**RECORDS PROVIDED:**
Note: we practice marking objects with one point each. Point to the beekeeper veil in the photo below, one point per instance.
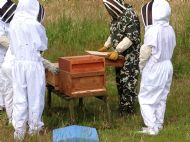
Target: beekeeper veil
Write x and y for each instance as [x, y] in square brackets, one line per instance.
[7, 9]
[115, 7]
[26, 25]
[156, 12]
[30, 9]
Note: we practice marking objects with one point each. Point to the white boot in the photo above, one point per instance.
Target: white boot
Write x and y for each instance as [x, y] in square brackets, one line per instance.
[148, 131]
[18, 136]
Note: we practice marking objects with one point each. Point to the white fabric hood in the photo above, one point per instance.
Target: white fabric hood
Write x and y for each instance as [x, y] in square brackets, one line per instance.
[26, 32]
[30, 9]
[156, 12]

**TRY IT:**
Take each line from the records and copy it unchanged, leaving images out.

**SOLUTION FOR THIS EXERCISE:**
Note: we practice marking objects with one point each. Point to the beekeeper veil in the photo below, one point per instance.
Target: beekeeper veil
Write x and y for each instance as [x, y] in square brackets, one line per instance.
[7, 9]
[115, 7]
[26, 25]
[156, 12]
[30, 9]
Note: we practice marking objects with one point each. Point to the white boot in the photo above, one point per instance.
Target: white boot
Write x and y for each instance as [x, y] in square brackets, one line per instance.
[148, 131]
[18, 136]
Note: we practice marking objects with one point each. Point to the white fabric hood in the photo above, one point per instance.
Target: white fabric hood
Write x and y for each instance as [x, y] in square brackets, one line per instance.
[26, 32]
[30, 9]
[156, 12]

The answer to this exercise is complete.